── Provided data ──

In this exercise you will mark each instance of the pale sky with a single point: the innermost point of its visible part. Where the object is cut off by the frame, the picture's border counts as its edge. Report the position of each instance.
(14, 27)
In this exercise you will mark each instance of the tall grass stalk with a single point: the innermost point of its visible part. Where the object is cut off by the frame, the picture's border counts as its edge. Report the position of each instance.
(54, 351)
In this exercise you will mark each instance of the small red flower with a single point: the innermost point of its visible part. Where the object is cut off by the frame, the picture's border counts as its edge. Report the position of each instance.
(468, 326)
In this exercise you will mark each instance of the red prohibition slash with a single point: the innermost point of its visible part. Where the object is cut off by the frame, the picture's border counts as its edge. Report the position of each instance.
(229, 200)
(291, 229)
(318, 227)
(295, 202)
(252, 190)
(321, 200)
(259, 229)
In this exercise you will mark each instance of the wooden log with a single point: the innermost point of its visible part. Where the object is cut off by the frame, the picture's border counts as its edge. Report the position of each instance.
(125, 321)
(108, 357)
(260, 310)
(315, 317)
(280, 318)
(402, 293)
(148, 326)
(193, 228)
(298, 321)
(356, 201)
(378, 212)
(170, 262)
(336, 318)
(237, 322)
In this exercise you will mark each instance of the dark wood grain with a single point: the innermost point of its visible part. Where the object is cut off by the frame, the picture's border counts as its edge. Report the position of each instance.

───

* **Goal**
Copy out all of the material above word for word, from the first line to the last.

* **The result**
In this exercise you will mark each instance of the pale sky with a single point: the innermost point of its visible part. Where the object is cut off by the frame, the picture's border counts as its edge. Report the position of each instance.
(14, 27)
In this exercise you will mark each instance of the tall grass stalk with a single point: the innermost point of its visible part. Where the object is cut off by the frame, the picture's border counts as its edge. Report the position of each instance.
(54, 351)
In this exercise you will mark each instance of the small red flower with a single point: the innermost point of its visible part. Where the object is cut off by the frame, the picture's border counts as its edge. Report the position of each instance.
(468, 326)
In this exercise you will mark each instance of the red prohibition slash with a single point: the innermost point of its visible part. Where the object is cut off by the frame, the picture's border counts as its edge. Report the position of each instance.
(229, 200)
(291, 229)
(318, 227)
(295, 202)
(252, 190)
(321, 200)
(259, 229)
In this exercise you will mark each instance of the wooden log with a single point: the innermost point of its visible part. Where the object is cut off by the frame, the picture's border counts as its edge. Report the position of each instance.
(125, 321)
(108, 357)
(260, 310)
(315, 317)
(280, 318)
(402, 293)
(148, 326)
(193, 228)
(298, 321)
(356, 201)
(378, 212)
(170, 262)
(336, 318)
(237, 322)
In this exercise you will mark each instance of the dark wood grain with a single point: the innermost point of its visible part. Where the object is cut off by the frame, the picture's border counts as its edge. Report the position of each instance.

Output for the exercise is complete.